--- Material to process ---
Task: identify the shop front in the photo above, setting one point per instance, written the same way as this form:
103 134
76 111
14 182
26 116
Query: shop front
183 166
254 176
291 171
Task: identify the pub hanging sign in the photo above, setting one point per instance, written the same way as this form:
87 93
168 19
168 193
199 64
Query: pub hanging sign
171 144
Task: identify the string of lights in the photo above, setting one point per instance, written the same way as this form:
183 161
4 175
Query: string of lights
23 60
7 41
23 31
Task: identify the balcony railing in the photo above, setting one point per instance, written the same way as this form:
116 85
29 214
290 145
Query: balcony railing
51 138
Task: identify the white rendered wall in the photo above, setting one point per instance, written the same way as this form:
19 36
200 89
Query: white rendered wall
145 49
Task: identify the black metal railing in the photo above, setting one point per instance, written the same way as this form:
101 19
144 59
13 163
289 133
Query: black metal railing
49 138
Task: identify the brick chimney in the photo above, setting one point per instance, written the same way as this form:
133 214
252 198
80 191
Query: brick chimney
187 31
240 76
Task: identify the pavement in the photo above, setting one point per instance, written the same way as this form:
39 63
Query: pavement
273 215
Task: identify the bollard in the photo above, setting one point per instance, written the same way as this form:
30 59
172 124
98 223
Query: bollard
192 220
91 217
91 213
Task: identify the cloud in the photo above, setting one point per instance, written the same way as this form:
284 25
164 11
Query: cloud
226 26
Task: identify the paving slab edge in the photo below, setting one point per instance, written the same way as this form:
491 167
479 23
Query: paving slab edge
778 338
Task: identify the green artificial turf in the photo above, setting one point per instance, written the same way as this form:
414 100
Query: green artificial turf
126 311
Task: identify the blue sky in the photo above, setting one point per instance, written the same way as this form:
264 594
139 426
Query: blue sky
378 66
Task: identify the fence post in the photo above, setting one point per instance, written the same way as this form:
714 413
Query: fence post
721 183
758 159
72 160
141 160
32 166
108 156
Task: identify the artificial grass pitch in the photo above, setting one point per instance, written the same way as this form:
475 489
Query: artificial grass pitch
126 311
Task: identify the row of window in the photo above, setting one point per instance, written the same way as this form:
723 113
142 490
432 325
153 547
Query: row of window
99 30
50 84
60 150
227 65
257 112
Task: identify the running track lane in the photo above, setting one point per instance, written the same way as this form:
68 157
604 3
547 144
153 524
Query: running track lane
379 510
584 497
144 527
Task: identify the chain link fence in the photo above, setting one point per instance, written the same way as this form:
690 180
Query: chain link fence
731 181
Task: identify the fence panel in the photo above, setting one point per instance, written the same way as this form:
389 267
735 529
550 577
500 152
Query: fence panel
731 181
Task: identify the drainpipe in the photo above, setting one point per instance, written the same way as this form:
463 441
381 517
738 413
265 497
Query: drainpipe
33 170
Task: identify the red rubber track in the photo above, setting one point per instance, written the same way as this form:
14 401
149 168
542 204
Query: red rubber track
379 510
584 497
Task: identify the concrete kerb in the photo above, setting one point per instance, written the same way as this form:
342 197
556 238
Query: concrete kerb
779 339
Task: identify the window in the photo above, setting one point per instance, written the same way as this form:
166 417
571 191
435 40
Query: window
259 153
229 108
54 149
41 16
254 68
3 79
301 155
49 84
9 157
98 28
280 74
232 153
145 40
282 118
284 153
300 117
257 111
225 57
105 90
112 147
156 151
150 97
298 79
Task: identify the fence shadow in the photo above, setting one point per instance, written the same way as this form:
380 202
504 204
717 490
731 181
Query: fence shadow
---
> Task requirements: Out of the preceding entries, pull each line that contains the word "shadow".

> Answer to this problem:
Task: identify the fence shadow in the photo above, setting one point per instance, written the same way as this form:
Query: fence shadow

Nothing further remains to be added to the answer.